Obiettivo >>
Modifica le voci seguenti sostituendo ovunque "innermost point" con "most central point" e lascia invariato tutto il resto.

Voci da un dataset >>

--

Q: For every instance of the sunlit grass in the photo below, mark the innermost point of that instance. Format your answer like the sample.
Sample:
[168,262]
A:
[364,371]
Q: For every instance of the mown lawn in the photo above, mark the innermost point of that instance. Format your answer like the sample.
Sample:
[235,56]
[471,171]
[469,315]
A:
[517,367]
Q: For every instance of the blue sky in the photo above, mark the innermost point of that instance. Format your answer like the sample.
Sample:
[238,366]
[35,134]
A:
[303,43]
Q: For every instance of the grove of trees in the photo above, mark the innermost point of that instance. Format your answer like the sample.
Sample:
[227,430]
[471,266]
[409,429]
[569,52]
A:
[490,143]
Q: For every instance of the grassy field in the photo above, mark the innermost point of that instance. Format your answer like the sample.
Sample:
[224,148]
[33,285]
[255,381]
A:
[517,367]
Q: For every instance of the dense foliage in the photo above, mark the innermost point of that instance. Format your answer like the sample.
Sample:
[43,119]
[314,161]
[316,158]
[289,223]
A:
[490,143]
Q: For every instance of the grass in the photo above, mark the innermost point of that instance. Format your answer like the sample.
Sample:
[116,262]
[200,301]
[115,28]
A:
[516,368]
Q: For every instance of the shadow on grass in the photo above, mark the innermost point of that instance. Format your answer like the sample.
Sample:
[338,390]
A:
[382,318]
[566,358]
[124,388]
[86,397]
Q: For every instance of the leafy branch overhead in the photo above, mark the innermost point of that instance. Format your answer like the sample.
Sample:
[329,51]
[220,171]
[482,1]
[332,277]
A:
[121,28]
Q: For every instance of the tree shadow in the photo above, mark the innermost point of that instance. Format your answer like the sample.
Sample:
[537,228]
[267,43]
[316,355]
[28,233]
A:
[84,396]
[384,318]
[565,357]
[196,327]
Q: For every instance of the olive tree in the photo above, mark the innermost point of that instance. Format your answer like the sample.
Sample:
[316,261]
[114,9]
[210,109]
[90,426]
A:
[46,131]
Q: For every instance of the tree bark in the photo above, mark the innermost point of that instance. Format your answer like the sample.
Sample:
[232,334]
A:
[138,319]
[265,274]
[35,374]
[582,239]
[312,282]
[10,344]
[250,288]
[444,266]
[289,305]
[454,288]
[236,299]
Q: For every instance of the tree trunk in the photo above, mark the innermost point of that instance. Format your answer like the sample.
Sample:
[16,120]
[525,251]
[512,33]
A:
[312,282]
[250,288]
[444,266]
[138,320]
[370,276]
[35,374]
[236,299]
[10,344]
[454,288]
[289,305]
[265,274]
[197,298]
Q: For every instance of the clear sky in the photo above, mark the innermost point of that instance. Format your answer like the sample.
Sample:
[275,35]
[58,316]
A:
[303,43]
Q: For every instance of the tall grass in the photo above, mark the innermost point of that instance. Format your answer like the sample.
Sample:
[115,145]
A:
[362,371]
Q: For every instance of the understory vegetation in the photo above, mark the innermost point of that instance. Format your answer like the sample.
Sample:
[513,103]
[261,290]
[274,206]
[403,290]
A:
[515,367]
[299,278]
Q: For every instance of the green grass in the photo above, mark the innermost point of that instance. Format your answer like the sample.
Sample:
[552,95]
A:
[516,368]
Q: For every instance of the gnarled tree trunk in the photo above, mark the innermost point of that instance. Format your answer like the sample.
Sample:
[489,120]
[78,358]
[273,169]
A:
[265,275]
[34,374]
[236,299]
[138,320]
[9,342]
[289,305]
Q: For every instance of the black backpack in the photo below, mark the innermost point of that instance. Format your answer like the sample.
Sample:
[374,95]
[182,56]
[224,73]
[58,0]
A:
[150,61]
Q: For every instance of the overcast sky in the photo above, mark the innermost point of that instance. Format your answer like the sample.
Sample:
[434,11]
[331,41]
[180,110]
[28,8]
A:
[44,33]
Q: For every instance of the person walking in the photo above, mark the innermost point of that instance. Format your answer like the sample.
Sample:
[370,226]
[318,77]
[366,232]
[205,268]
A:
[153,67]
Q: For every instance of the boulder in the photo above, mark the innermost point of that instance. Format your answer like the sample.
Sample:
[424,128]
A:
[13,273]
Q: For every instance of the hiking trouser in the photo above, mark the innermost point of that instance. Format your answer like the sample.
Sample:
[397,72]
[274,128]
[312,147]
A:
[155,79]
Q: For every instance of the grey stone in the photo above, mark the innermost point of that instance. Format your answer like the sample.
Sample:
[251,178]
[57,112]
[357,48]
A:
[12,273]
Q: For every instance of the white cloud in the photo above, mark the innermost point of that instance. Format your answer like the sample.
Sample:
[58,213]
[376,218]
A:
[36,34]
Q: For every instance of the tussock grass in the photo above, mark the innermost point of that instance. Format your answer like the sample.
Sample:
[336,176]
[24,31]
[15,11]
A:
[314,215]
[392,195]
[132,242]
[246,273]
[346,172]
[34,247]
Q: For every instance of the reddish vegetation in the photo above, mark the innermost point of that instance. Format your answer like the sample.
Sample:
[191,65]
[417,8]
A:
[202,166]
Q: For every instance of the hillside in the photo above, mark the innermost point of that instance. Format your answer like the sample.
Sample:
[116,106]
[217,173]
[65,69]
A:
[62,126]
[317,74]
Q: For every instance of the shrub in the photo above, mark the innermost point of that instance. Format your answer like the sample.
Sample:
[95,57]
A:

--

Risposta corretta >>
Q: For every instance of the sunlit grass in the photo below, mark the most central point of that instance. Format your answer like the sample.
Sample:
[168,262]
A:
[364,371]
Q: For every instance of the mown lawn in the photo above, mark the most central point of that instance. Format your answer like the sample.
Sample:
[235,56]
[471,171]
[469,315]
A:
[517,367]
Q: For every instance of the blue sky in the photo above, mark the most central point of that instance. Format your answer like the sample.
Sample:
[238,366]
[35,134]
A:
[303,43]
Q: For every instance of the grove of trees in the photo above, mark the most central point of that instance. Format your answer like the sample.
Sample:
[227,430]
[471,266]
[409,429]
[569,52]
A:
[490,143]
Q: For every instance of the grassy field in the photo above, mark the most central point of that instance. Format your answer like the sample.
Sample:
[224,148]
[33,285]
[255,381]
A:
[517,367]
Q: For every instance of the dense foliage in the photo above, mark the most central point of that instance. Format your answer like the sample.
Sample:
[43,119]
[314,161]
[316,158]
[289,223]
A:
[490,143]
Q: For every instance of the grass in the photo above, mark the most central point of that instance. Format your answer like the sample.
Sample:
[116,262]
[200,301]
[115,28]
A:
[516,368]
Q: For every instance of the shadow on grass in the photo above, mark the most central point of that instance. Format your answer like the sample.
Sample:
[338,390]
A:
[382,318]
[566,358]
[124,388]
[86,397]
Q: For every instance of the leafy branch overhead in the photo above, mark the most central point of that instance. Format your answer like the sample.
Sample:
[329,51]
[220,171]
[482,1]
[332,277]
A:
[121,28]
Q: For every instance of the tree shadow in the photo above, mark the most central point of that instance. Format your answer like the sample.
Sample:
[537,228]
[267,43]
[316,355]
[28,233]
A:
[84,396]
[384,318]
[565,357]
[196,327]
Q: For every instance of the olive tree in the photo above, mark the most central point of that instance. Format your answer like the sample.
Sample:
[316,261]
[114,9]
[210,109]
[90,426]
A:
[46,131]
Q: For every instance of the tree bark in the photo above, mark the most central point of that instance. Format your answer like the sample.
Sample:
[232,334]
A:
[138,319]
[265,274]
[35,374]
[582,239]
[312,282]
[10,344]
[250,288]
[444,266]
[289,305]
[454,288]
[236,299]
Q: For every instance of the tree trunk in the photo above, mark the most central point of that instance. Format your answer like the sample.
Sample:
[16,120]
[525,251]
[512,33]
A:
[312,282]
[250,288]
[444,266]
[138,320]
[370,276]
[35,374]
[236,299]
[10,344]
[454,288]
[289,305]
[265,274]
[197,298]
Q: For every instance of the clear sky in the photo above, mark the most central point of that instance. Format your answer like the sample.
Sample:
[275,35]
[58,316]
A:
[303,43]
Q: For every instance of the tall grass in the photo above, mark the most central point of that instance. Format your answer like the sample.
Sample:
[115,145]
A:
[362,371]
Q: For every instance of the understory vegetation in the photo above, mark the most central point of that instance. Format your answer like the sample.
Sample:
[513,103]
[261,290]
[274,206]
[403,290]
A:
[515,367]
[299,278]
Q: For every instance of the green grass in the photo above, mark the most central point of that instance. Format your answer like the sample.
Sample:
[552,95]
A:
[516,368]
Q: For every instance of the gnarled tree trunk in the photo above, mark the most central point of that instance. Format your answer like the sample.
Sample:
[489,120]
[78,358]
[273,169]
A:
[265,275]
[34,374]
[236,299]
[138,320]
[9,342]
[289,305]
Q: For every instance of the black backpack in the photo below, mark the most central point of that instance. Format your answer like the sample.
Sample:
[374,95]
[182,56]
[224,73]
[58,0]
A:
[150,61]
Q: For every instance of the overcast sky in the photo above, mark the most central point of that instance. Format your answer like the sample.
Sample:
[434,11]
[331,41]
[180,110]
[28,8]
A:
[44,33]
Q: For every instance of the person walking in the photo above, mark the most central point of that instance. Format your answer like the sample.
Sample:
[370,226]
[318,77]
[366,232]
[205,268]
A:
[153,67]
Q: For every instance of the boulder in the photo above, mark the most central point of that instance. Format your answer like the sample.
Sample:
[424,128]
A:
[13,273]
Q: For every instance of the hiking trouser in the photo above, mark the most central point of that instance. Format your answer like the sample.
Sample:
[397,72]
[274,128]
[312,147]
A:
[155,79]
Q: For every instance of the grey stone in the photo above, mark the most central point of that instance. Format your answer like the sample.
Sample:
[251,178]
[57,112]
[357,48]
A:
[12,273]
Q: For every instance of the white cloud in the photo above, mark the most central point of that instance. Format your answer like the sample.
Sample:
[58,213]
[376,218]
A:
[36,34]
Q: For every instance of the tussock grass in the photo above, mark the most central point of that instance. Format your answer like the sample.
Sample:
[336,176]
[24,31]
[15,11]
A:
[314,215]
[392,195]
[132,242]
[246,273]
[346,172]
[34,247]
Q: For every instance of the reddish vegetation in the photo above, mark the most central point of that instance. Format your answer like the sample.
Sample:
[191,65]
[417,8]
A:
[202,166]
Q: For every instance of the hillside in the photo above, mark the most central point of that instance. Format your answer like the sample.
Sample:
[116,106]
[217,173]
[65,69]
A:
[62,126]
[317,74]
Q: For every instance of the shrub in the photo above, mark the most central point of that instance. Format your answer like the sample.
Sample:
[95,57]
A:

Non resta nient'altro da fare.